*** Opening Data provided ***
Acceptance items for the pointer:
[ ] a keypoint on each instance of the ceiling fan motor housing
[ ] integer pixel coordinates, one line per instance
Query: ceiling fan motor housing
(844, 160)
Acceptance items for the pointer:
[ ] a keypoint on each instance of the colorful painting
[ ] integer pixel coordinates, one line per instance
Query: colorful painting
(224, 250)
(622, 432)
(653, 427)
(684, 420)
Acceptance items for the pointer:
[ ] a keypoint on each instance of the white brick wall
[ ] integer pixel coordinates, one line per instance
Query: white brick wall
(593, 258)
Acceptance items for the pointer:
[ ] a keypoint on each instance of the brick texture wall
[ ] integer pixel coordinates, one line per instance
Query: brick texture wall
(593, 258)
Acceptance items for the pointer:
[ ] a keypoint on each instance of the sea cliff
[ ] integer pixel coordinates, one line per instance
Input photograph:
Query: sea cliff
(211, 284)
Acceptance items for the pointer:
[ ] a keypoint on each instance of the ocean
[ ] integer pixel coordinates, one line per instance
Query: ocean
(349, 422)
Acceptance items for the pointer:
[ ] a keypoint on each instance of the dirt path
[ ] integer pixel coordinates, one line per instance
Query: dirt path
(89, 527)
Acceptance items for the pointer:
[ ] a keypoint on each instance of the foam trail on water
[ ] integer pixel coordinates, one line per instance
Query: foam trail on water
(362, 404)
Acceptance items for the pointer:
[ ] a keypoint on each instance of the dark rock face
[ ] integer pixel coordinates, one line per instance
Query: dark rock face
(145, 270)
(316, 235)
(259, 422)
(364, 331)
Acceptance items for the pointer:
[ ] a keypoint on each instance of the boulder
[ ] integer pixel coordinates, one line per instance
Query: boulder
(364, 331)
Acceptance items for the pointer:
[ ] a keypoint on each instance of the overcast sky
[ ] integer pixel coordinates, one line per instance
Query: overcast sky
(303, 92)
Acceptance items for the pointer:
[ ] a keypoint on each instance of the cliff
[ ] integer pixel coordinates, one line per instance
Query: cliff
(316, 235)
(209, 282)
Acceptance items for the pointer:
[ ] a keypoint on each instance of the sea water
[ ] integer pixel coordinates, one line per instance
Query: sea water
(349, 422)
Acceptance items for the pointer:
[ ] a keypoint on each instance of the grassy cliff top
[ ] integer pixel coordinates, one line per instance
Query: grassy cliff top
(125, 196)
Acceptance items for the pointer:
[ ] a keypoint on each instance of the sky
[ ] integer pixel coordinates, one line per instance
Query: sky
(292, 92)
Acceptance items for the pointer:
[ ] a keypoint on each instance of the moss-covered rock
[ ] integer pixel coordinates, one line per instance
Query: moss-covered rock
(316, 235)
*** Closing Data provided ***
Please transcribe only the lines in the records above running from the line that has "Query: ocean" through the line that has "[ ] a keypoint on each instance of the foam", both included, exactly as they appear.

Query: ocean
(349, 422)
Acceptance items for the pointer:
[ ] a keypoint on each instance of the dirt path
[ ] integer pixel coordinates, one line per instance
Query: dirt path
(89, 527)
Acceptance items for the pointer:
[ ] a keypoint on each instance of the foam trail on water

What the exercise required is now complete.